# [AIM]
Starting at the line containing "task: segment the rooftop" and ending at the final line of the listing below, both included, rewrite those lines as a numbered list, skipping any blank lines.
[BEGIN AVAILABLE RECORDS]
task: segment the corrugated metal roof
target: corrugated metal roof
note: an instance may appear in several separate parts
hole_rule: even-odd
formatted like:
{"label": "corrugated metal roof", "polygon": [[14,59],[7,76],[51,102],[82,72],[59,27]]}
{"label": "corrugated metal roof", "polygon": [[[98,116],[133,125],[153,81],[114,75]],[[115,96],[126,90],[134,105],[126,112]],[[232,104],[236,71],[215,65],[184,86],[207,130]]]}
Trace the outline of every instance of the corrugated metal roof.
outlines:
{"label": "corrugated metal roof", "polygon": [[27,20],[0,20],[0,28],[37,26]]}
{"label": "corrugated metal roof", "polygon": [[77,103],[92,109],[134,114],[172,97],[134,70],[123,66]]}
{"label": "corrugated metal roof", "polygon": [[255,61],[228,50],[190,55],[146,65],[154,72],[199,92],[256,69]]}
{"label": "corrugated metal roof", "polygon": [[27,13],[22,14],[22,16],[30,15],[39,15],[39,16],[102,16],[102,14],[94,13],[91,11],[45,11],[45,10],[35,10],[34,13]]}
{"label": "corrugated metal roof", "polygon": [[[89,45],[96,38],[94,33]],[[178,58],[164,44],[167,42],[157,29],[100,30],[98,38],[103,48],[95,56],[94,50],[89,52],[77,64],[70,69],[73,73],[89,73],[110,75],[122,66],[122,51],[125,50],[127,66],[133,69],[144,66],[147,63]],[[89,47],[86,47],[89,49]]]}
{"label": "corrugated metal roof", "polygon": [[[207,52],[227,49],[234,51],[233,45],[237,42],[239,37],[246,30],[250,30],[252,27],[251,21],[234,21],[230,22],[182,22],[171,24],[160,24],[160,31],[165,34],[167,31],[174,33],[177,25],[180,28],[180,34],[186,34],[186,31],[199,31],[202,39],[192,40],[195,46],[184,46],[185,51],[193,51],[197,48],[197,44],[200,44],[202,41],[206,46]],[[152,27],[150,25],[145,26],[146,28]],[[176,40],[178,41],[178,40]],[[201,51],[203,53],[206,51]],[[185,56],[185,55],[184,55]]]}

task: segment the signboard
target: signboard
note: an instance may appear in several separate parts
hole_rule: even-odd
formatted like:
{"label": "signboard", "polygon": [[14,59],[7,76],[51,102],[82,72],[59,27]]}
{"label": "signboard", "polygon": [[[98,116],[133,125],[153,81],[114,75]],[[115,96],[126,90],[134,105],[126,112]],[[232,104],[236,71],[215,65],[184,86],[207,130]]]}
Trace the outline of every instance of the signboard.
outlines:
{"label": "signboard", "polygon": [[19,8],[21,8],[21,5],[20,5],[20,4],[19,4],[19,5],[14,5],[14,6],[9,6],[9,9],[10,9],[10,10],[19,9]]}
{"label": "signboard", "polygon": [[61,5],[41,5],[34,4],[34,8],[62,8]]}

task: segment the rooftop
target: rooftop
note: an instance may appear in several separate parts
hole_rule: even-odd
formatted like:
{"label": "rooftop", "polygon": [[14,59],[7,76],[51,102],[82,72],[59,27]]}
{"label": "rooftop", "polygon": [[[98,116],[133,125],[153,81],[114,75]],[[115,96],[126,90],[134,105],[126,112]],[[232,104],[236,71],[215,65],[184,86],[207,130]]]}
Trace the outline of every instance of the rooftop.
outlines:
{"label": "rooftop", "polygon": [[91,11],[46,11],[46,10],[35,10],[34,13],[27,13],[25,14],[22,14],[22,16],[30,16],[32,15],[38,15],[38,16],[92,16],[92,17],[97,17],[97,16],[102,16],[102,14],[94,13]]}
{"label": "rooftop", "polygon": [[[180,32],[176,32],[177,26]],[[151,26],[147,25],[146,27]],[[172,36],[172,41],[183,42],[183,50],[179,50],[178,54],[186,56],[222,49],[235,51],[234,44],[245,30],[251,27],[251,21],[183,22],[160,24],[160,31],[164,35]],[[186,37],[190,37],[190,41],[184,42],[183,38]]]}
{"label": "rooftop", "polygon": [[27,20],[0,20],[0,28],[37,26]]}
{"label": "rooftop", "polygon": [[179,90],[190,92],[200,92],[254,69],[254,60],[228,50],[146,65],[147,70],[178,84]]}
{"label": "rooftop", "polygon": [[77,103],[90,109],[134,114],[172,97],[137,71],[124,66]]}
[END AVAILABLE RECORDS]
# [EXERCISE OUTPUT]
1. task: segment the rooftop
2. target: rooftop
3. note: an instance may appear in several separate parts
4. hole_rule: even-odd
5. formatted like:
6. {"label": "rooftop", "polygon": [[14,59],[7,76],[51,102],[82,72],[59,27]]}
7. {"label": "rooftop", "polygon": [[[98,116],[133,125],[153,81],[114,75]],[[115,96],[126,90],[134,105],[126,112]],[[232,104],[236,71],[215,65],[184,86],[207,130]]]}
8. Trace the outline of every instance of the rooftop.
9. outlines:
10. {"label": "rooftop", "polygon": [[91,11],[46,11],[46,10],[35,10],[34,13],[27,13],[25,14],[22,14],[22,16],[30,16],[32,15],[38,15],[38,16],[92,16],[92,17],[97,17],[97,16],[102,16],[102,14],[94,13]]}
11. {"label": "rooftop", "polygon": [[[180,32],[176,32],[177,26]],[[151,26],[147,25],[146,27]],[[172,36],[172,41],[183,42],[183,50],[179,50],[178,54],[186,56],[222,49],[235,51],[234,44],[245,30],[251,27],[251,21],[183,22],[160,24],[160,31],[164,35]],[[186,37],[190,37],[190,41],[184,42],[183,38]]]}
12. {"label": "rooftop", "polygon": [[27,20],[0,20],[0,28],[37,26]]}
13. {"label": "rooftop", "polygon": [[179,90],[190,92],[200,92],[254,69],[254,60],[228,50],[146,65],[147,70],[178,84]]}
14. {"label": "rooftop", "polygon": [[77,103],[90,109],[134,114],[172,97],[137,71],[124,66]]}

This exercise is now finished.